Point-per-instance localization data:
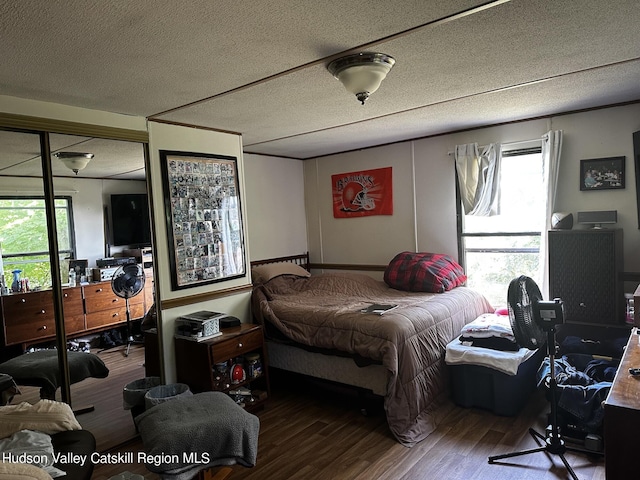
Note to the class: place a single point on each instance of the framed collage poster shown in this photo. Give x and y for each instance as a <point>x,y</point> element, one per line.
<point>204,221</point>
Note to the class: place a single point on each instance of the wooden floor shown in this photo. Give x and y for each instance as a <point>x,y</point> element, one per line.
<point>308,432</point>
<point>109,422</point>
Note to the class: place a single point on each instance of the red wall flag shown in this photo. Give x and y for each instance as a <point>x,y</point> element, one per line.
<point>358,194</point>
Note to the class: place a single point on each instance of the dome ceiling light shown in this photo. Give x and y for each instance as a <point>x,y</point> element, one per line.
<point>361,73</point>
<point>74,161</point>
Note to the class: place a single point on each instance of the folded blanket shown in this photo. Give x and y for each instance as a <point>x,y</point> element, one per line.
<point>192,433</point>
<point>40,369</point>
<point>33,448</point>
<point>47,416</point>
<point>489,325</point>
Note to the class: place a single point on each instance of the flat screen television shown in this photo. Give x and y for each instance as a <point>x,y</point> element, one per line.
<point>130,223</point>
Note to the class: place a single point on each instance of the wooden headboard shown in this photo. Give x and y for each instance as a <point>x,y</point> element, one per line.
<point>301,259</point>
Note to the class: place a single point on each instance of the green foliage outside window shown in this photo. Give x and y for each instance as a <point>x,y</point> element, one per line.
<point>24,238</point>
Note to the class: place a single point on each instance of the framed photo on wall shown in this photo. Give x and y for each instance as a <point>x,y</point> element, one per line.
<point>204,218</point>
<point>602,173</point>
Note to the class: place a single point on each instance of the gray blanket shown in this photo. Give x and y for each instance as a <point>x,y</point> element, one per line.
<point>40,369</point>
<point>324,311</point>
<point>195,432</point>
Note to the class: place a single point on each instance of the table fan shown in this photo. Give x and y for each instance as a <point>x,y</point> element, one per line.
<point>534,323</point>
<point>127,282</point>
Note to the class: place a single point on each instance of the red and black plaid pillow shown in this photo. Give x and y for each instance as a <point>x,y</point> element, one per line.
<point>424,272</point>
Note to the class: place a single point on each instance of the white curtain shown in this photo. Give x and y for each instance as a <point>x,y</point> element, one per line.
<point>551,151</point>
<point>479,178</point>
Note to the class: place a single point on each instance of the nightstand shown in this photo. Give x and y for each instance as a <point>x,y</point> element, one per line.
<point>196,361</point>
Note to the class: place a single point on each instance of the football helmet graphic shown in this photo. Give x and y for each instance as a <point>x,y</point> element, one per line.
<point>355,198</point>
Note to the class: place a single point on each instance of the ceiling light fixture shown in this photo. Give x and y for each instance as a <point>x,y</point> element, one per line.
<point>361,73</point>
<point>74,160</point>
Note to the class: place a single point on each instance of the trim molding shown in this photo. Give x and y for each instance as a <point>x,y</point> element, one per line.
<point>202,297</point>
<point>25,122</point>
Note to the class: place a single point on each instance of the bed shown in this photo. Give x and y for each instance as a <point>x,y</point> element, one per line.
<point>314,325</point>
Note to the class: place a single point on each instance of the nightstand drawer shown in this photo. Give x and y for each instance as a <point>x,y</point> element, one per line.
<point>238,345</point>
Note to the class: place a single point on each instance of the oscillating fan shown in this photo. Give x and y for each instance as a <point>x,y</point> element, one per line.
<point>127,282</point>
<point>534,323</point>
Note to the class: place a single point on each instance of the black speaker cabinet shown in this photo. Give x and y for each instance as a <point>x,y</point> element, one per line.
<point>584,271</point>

DIRECTIONS FOR THIS TASK: Could every entry be restated word for word, pictures excluded?

ANSWER TO THE PROBLEM:
Note to the class: place a single point on each instance of the framed collage poster shown in this photo. Give x and y for each instance as a <point>x,y</point> element, one per line.
<point>204,221</point>
Note to the class: place a single point on each instance of the wooden floor shown in this photo. Give x and y for each instance as a <point>x,y</point> element, one per line.
<point>308,432</point>
<point>109,422</point>
Note to the class: place a single point on each instance of the red wall flag shown in this photo. Give x and y for each instance as a <point>x,y</point> element, one per line.
<point>358,194</point>
Note to the class: place a single point on each instance of the dome ceiling light shown in this photo. Give x and y for each instance as a <point>x,y</point> element, one per line.
<point>361,73</point>
<point>74,161</point>
Note to the class: place a single point on each instance of the folded blanket shown in this photo. Give x and y for each instance as a <point>x,y</point> element, one per line.
<point>192,433</point>
<point>40,369</point>
<point>33,448</point>
<point>47,416</point>
<point>489,325</point>
Note to the class: place a single point on each instance of the flat screen television shown in this photo. Give x and y for each instance as a <point>x,y</point> element, one per line.
<point>130,223</point>
Note to the class: place a single point on each instance of the wooden headboard shown in this photo. Give x and y for each instance as a <point>x,y</point> element, one per line.
<point>301,259</point>
Note to the class: place a single point on each instance of the green foliage outside window shown in this photo. Give x and y for each instance as a <point>x,y</point> element, one per line.
<point>24,238</point>
Note to the class: place a single point on each instance of the framed photo on wall shown in this photo. Give x and y for each instance as a <point>x,y</point> element, one per line.
<point>204,218</point>
<point>602,173</point>
Note to the class: place a single point on each instance of the gray blanket shown in this photo. Give x and y for each instance as a <point>x,y</point> element, one per line.
<point>40,369</point>
<point>324,311</point>
<point>195,432</point>
Note to the class: place a single point on each instance of the table fan shown in this photo. Give x and y for each instance as a <point>x,y</point> element, one per line.
<point>534,323</point>
<point>127,282</point>
Note to the class: place a single point on each instance of the red and black plaid pillow shown in this photo. Give x and y for each instance as a <point>x,y</point> element, one per line.
<point>424,272</point>
Note to the class: place a single point on each instance of the white curtain shown in this photo. Give x and y for each instance as a <point>x,y</point> element, one per line.
<point>551,151</point>
<point>479,178</point>
Note to the class: place a single point on each instance of the nightstand shown in this photo. Give x and y for each instance as a <point>x,y</point> element, one per line.
<point>196,361</point>
Note to the class: place a single point on each instance of the football helmet graphic shown in this photo. Give x and y for each instance as a <point>x,y</point> element, one per line.
<point>355,198</point>
Note to the class: place a single point on each instance of the ceiling light fixture shown in this photo. Give x and y for each instance as a <point>x,y</point> element, one per line.
<point>361,73</point>
<point>74,160</point>
Note to the class: place a single point on each instance of the trim molding shown in this photo. Give x and y for each instance as a <point>x,y</point> element, one per line.
<point>202,297</point>
<point>25,122</point>
Note to the class: place a single point on each instance of the bed shown in this photo. Give x and y for each instance as a <point>x,y</point> element, one per line.
<point>314,325</point>
Note to the class: place a single point on each instance of the nightstand drawer shown in this photo. Give x and y for each instance as a <point>x,y</point> element, one per line.
<point>238,345</point>
Note to the class: place a single point on each instance of the oscillating fan shown in this photo. Give x and y for each instance as a <point>x,y</point> element, one per line.
<point>127,282</point>
<point>534,323</point>
Note to the class: place a single point on each instance of the black speaker cabinet shown in this photo. Give x and y for each instance as a <point>x,y</point> element, one per line.
<point>584,271</point>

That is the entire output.